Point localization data
★ ★ ★

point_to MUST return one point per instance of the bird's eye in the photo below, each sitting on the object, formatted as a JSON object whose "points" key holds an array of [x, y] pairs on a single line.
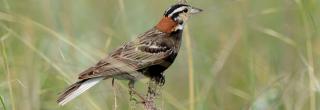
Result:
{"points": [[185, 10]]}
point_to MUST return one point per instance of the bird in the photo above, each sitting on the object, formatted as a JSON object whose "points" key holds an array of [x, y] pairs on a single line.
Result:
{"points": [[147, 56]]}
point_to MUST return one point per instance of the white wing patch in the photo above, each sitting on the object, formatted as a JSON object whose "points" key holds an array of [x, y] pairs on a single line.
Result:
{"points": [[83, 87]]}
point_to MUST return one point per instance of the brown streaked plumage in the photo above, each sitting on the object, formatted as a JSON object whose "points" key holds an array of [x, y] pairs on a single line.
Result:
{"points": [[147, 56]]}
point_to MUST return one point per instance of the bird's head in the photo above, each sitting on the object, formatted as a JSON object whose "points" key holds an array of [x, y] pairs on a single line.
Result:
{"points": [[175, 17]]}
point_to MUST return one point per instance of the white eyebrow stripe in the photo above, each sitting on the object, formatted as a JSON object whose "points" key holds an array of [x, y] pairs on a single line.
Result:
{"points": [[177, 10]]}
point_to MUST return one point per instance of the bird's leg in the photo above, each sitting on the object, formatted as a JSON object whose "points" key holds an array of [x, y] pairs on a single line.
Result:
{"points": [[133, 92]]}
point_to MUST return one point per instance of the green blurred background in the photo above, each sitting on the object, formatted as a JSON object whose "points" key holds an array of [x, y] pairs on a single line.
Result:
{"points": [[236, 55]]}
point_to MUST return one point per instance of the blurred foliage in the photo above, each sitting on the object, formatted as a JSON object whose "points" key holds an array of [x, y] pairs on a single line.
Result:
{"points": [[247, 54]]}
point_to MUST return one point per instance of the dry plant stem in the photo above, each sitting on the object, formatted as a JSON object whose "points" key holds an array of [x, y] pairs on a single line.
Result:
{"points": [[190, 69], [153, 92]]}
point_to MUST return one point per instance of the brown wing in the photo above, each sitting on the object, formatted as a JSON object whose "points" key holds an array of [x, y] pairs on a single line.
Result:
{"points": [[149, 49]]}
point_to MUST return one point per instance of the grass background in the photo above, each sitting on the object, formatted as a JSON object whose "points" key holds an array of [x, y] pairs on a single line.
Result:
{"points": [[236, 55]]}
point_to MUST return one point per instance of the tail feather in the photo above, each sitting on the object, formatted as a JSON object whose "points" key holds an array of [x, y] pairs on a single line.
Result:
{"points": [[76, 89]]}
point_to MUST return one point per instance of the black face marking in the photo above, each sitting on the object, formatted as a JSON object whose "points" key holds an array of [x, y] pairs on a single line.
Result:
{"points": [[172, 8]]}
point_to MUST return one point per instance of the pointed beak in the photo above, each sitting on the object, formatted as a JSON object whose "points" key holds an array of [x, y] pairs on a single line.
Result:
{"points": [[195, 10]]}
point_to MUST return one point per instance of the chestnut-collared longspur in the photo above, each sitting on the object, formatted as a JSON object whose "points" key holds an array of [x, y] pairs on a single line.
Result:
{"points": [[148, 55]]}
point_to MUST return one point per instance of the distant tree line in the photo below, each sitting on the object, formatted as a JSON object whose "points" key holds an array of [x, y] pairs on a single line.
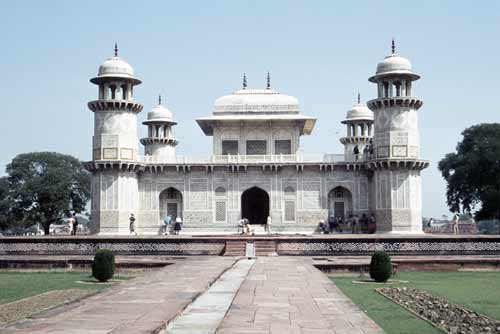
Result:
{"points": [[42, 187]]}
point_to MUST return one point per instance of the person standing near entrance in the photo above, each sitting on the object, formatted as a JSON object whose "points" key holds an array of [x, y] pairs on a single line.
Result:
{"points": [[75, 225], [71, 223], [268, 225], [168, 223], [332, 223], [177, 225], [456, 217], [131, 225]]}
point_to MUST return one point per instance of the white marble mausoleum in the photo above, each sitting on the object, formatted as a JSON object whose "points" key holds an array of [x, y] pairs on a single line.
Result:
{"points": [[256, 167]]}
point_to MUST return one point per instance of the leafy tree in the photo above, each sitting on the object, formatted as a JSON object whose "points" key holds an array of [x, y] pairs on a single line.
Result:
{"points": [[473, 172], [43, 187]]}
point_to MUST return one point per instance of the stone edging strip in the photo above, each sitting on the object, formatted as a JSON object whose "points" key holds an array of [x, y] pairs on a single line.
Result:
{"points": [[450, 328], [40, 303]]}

★ ★ ★

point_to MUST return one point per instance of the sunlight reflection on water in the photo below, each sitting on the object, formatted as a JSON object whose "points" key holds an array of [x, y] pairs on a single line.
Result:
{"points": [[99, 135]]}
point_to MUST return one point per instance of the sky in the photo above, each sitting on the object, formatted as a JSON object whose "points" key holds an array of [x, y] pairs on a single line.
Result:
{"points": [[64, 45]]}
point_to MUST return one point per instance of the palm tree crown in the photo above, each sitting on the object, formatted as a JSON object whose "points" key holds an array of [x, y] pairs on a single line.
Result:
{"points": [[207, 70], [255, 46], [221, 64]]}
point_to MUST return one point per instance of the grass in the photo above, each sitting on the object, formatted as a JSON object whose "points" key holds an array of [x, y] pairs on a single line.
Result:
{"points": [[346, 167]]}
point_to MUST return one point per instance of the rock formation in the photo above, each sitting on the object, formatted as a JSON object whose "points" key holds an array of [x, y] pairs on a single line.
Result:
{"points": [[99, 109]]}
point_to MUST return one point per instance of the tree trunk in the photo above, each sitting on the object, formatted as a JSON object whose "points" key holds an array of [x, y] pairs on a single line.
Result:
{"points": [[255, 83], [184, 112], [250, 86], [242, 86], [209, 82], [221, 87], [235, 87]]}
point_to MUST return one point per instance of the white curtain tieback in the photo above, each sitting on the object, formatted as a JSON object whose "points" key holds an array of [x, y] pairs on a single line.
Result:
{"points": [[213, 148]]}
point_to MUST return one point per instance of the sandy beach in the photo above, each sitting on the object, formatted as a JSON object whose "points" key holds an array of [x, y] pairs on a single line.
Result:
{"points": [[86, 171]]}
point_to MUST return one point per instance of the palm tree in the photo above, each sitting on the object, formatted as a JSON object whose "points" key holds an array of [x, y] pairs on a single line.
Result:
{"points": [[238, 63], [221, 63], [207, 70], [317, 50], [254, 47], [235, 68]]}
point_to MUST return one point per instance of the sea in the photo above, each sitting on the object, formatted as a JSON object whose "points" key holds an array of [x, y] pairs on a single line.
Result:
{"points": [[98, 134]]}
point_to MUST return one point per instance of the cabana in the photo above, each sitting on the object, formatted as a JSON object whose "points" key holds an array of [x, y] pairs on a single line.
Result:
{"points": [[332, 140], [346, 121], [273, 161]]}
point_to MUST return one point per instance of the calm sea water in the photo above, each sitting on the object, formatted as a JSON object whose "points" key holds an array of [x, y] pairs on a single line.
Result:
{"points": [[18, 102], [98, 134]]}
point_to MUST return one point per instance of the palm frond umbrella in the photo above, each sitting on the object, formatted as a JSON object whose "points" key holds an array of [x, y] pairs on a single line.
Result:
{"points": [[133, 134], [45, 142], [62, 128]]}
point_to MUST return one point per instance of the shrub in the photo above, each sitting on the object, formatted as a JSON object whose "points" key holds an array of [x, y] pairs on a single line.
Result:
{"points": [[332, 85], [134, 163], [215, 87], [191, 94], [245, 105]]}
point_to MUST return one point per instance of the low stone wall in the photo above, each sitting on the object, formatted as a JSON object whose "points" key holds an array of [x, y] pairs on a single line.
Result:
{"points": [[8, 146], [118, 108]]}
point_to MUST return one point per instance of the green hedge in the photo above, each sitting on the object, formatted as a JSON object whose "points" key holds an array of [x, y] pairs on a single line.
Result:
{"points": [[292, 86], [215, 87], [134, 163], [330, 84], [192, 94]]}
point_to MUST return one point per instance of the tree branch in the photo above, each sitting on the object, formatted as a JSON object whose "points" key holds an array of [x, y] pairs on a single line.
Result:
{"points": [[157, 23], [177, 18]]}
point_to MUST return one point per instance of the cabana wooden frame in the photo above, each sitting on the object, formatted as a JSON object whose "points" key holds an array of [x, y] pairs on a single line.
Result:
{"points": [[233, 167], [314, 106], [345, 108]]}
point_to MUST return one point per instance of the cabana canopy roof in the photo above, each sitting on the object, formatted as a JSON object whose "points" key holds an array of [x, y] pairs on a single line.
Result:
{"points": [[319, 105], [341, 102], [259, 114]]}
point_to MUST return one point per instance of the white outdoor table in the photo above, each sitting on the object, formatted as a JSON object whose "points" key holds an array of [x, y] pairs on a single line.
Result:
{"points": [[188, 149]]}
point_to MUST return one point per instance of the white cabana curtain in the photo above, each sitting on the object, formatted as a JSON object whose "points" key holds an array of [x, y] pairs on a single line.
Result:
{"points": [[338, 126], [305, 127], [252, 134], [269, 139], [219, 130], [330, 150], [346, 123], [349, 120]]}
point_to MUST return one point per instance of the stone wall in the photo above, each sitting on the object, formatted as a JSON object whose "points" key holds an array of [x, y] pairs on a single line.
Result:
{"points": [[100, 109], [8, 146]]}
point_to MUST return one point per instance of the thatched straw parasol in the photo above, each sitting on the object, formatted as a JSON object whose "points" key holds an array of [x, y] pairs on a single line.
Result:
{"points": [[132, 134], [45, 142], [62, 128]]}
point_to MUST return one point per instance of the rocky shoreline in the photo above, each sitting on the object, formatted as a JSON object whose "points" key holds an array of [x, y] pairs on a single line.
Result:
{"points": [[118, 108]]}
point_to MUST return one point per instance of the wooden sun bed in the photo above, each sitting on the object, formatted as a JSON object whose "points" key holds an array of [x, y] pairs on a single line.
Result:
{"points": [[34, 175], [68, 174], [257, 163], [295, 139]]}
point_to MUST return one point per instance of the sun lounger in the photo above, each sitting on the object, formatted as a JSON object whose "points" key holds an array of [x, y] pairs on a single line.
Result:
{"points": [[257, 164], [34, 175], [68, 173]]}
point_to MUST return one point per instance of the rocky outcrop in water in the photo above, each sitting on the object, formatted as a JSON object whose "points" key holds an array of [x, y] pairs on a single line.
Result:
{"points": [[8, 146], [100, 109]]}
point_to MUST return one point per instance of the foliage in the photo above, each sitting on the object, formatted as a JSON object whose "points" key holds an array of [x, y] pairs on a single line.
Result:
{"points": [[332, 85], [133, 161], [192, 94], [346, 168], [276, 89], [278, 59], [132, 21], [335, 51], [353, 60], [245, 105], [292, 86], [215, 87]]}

★ ★ ★

After counting the lines of the records above that hold the word "cabana", give the total and nothing else.

Solved exercise | 4